> **What you need to do**
Render the data below as a Markdown table with the columns Row and Line, from the line with "in yellow jersey." through the line with "(1179, 635)", both ends included. Give each line its own numbered row and leave out blank lines.

(Coordinate annotation data)
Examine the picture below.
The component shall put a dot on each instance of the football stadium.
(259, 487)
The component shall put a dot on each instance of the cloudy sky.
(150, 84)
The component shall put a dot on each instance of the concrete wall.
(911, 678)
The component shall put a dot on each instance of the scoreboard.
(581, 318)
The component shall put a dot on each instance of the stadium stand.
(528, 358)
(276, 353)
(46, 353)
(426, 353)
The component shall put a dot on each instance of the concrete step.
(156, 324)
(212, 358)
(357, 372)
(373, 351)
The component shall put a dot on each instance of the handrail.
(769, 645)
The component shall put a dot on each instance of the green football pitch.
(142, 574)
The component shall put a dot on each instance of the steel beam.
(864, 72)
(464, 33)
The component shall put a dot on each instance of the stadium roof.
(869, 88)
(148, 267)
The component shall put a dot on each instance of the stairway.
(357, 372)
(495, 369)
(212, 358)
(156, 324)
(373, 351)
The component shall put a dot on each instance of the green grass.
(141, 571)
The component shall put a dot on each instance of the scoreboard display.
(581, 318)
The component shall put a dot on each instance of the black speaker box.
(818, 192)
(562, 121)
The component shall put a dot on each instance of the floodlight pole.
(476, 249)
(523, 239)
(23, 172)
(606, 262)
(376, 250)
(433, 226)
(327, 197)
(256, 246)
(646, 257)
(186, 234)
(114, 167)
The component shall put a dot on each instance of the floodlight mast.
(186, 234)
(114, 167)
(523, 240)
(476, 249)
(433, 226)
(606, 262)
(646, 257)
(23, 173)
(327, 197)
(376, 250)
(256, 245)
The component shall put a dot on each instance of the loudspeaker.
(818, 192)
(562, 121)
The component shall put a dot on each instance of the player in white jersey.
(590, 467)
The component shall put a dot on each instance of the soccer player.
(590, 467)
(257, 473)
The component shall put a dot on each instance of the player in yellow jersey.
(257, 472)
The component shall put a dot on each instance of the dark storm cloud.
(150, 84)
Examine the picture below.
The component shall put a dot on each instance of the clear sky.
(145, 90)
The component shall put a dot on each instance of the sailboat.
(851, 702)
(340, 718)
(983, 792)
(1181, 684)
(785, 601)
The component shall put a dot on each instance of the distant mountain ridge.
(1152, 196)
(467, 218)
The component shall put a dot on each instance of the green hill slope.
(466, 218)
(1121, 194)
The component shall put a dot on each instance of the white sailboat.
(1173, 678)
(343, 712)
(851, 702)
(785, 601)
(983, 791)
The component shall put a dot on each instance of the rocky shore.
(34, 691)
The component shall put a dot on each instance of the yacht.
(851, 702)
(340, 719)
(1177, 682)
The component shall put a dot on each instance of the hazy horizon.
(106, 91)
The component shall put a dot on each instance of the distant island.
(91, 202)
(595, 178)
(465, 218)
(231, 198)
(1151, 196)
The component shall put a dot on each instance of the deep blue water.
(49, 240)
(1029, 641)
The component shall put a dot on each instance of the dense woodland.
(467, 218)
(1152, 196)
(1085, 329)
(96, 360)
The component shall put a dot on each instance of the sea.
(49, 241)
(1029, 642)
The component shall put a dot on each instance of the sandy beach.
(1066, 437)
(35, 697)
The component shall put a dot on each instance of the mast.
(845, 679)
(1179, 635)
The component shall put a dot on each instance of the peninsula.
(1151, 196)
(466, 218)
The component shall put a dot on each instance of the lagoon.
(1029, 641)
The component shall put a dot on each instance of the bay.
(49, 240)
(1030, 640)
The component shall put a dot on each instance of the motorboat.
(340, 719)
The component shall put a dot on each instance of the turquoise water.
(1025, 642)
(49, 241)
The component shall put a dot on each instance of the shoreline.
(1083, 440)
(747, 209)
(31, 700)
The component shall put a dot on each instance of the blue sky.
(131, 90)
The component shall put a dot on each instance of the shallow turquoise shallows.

> **Correct response**
| Row | Line |
|---|---|
| 1 | The component shall put a dot on each instance of the player in yellow jersey. |
| 2 | (257, 472) |
| 3 | The component shall put a dot on each instance of the dark storm cloud. |
| 4 | (150, 84) |
| 5 | Examine the picture below. |
| 6 | The component shall put a dot on each instance of the clear sky. |
| 7 | (145, 90) |
| 8 | The component shall put a dot on each instance of the sailboat. |
| 9 | (851, 702) |
| 10 | (340, 718) |
| 11 | (983, 792) |
| 12 | (1181, 684) |
| 13 | (785, 601) |
| 14 | The component shall put a dot on each instance of the distant mountain ridge. |
| 15 | (1152, 196) |
| 16 | (467, 218) |
| 17 | The component shall put a dot on each instance of the green hill slope. |
| 18 | (466, 218) |
| 19 | (1121, 194) |
| 20 | The component shall put a dot on each instance of the white sailboat. |
| 21 | (1173, 678) |
| 22 | (343, 712) |
| 23 | (851, 702) |
| 24 | (785, 601) |
| 25 | (983, 791) |
| 26 | The component shall put a dot on each instance of the rocky shore. |
| 27 | (34, 691) |
| 28 | The component shall put a dot on each instance of the yacht. |
| 29 | (851, 702) |
| 30 | (340, 719) |
| 31 | (1177, 682) |
| 32 | The component shall put a dot on each instance of the hazy horizon. |
| 33 | (106, 91) |
| 34 | The component shall put a dot on each instance of the distant island. |
| 35 | (91, 202) |
| 36 | (595, 178) |
| 37 | (465, 218) |
| 38 | (231, 198) |
| 39 | (1151, 196) |
| 40 | The component shall put a dot on each instance of the deep blue water. |
| 41 | (49, 240) |
| 42 | (1029, 641) |
| 43 | The component shall put a dot on each instance of the dense woodland. |
| 44 | (467, 218) |
| 45 | (1152, 196) |
| 46 | (1085, 329) |
| 47 | (96, 360) |
| 48 | The component shall put a dot on each instance of the sea. |
| 49 | (49, 241) |
| 50 | (1029, 642) |
| 51 | The component shall put a dot on each instance of the sandy beach. |
| 52 | (1066, 437) |
| 53 | (35, 697) |
| 54 | The component shall put a dot on each instance of the mast. |
| 55 | (845, 679) |
| 56 | (1179, 635) |